### To do
Sift through the material below and keep every line in which the string "eggplant" appears.

━━━━━━━━━━

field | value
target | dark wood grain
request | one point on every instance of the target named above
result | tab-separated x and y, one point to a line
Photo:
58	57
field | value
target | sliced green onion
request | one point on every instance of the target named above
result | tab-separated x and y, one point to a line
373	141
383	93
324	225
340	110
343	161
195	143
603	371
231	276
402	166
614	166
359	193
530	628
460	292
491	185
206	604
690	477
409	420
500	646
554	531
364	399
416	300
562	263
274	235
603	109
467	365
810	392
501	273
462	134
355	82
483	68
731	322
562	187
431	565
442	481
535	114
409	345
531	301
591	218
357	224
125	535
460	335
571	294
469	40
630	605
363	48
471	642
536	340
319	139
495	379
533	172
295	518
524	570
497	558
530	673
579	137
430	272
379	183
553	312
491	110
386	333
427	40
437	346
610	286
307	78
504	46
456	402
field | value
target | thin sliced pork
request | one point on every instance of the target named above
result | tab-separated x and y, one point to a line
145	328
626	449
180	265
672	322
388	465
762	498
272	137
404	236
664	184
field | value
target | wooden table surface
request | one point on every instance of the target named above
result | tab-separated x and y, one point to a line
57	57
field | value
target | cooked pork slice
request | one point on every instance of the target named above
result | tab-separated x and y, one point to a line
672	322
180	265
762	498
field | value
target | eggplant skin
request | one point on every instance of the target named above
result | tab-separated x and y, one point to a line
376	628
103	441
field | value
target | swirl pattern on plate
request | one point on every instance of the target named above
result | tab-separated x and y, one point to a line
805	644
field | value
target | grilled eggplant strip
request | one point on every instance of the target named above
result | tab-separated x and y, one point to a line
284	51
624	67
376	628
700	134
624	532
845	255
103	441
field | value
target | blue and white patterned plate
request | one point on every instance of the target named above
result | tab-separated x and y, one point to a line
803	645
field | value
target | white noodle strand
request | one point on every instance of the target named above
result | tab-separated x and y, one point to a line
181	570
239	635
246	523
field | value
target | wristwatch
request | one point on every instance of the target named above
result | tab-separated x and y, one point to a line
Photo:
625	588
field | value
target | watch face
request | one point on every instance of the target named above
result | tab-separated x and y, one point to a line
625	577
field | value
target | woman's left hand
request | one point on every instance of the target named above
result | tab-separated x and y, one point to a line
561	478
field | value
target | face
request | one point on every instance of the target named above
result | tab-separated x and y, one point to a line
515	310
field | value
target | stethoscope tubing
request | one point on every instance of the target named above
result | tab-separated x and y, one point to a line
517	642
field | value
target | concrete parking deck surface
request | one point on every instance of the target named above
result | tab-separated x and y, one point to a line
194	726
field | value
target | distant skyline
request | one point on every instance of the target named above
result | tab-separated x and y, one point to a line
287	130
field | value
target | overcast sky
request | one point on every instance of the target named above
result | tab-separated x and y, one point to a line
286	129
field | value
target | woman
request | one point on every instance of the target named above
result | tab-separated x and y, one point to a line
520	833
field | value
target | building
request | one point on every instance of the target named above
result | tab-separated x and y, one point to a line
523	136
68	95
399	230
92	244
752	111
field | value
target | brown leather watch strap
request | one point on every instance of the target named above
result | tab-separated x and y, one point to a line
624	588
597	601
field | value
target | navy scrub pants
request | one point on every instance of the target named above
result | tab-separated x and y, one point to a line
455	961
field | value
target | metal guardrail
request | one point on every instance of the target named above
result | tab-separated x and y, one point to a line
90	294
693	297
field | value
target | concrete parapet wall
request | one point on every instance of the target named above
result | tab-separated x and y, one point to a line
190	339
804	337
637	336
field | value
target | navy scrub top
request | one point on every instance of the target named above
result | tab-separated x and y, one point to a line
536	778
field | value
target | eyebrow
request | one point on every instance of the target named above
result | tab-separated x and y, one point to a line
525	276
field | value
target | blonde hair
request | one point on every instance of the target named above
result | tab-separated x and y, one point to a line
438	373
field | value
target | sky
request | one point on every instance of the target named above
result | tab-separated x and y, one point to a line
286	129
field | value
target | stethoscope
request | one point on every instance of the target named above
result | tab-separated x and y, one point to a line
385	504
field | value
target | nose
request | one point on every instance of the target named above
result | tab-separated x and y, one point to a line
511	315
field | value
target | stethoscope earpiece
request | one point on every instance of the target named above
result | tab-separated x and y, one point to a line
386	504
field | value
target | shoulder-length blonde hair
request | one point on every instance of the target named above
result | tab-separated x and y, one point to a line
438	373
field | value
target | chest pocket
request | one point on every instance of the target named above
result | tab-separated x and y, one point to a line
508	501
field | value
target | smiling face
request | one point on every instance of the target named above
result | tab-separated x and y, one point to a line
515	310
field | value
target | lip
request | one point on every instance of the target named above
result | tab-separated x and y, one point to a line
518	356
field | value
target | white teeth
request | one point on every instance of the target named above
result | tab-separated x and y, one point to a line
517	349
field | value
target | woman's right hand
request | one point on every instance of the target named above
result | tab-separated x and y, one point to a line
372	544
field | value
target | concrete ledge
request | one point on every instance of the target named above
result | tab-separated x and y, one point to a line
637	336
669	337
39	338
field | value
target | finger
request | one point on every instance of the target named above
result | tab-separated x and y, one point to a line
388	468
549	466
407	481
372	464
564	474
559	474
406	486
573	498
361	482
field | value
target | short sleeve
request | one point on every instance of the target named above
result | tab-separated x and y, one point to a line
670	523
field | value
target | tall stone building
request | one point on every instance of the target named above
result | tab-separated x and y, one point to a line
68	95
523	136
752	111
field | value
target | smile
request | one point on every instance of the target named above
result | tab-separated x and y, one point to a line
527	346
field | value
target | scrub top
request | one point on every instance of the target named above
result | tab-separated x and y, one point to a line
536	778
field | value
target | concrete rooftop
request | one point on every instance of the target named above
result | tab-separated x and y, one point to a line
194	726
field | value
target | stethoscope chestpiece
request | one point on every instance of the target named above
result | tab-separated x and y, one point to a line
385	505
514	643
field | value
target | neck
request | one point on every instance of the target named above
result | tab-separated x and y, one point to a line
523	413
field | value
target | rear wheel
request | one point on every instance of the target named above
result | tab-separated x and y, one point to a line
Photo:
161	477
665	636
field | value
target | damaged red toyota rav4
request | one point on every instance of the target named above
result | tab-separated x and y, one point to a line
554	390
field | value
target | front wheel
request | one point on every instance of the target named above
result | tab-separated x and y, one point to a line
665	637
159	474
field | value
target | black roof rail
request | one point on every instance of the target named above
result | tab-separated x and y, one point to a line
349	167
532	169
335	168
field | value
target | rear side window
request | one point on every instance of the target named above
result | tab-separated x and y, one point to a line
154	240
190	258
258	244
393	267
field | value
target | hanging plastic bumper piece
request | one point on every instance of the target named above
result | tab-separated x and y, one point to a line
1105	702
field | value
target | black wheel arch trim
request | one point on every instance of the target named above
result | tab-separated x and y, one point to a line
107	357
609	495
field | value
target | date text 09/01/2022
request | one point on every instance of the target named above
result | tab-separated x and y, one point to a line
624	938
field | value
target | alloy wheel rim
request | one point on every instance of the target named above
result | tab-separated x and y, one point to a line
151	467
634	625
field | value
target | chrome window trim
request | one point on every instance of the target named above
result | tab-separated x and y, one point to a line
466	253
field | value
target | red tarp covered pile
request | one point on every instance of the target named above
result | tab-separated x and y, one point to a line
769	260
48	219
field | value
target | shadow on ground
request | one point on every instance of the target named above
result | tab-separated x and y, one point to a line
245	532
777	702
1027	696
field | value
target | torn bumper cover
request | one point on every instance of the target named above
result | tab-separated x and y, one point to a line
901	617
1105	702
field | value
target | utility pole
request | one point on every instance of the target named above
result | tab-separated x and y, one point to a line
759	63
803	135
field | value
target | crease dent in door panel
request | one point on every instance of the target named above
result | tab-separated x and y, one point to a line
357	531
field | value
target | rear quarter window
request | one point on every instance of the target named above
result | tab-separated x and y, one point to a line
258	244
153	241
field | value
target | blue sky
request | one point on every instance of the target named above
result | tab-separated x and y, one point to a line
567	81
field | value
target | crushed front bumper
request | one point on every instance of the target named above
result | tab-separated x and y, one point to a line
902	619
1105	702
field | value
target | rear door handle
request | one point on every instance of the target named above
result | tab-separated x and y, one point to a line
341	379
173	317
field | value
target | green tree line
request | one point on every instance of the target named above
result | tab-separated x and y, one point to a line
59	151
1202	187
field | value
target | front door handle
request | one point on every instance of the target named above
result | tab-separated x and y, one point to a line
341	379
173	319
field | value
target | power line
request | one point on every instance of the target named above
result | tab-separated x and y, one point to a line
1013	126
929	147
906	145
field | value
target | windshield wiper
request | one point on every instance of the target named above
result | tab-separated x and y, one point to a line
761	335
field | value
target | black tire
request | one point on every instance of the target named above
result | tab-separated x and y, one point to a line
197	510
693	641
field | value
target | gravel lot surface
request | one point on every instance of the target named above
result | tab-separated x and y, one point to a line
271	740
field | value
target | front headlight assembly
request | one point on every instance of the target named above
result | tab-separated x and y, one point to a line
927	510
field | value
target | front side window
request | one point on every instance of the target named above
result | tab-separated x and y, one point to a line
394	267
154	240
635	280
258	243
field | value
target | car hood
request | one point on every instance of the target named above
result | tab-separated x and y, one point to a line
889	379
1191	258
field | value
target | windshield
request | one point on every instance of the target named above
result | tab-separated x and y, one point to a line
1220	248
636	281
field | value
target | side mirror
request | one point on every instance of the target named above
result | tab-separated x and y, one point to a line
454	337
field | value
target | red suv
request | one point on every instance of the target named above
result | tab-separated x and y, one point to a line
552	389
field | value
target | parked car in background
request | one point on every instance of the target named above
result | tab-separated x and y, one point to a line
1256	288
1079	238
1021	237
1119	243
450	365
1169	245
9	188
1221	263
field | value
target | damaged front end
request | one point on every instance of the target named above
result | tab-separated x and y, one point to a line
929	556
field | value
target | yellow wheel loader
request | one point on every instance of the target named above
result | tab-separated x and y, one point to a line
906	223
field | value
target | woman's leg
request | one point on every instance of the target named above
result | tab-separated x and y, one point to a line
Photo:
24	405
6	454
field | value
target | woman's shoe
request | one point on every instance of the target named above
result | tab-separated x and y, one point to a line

━━━━━━━━━━

### The result
target | eggplant skin
target | grilled eggplant strip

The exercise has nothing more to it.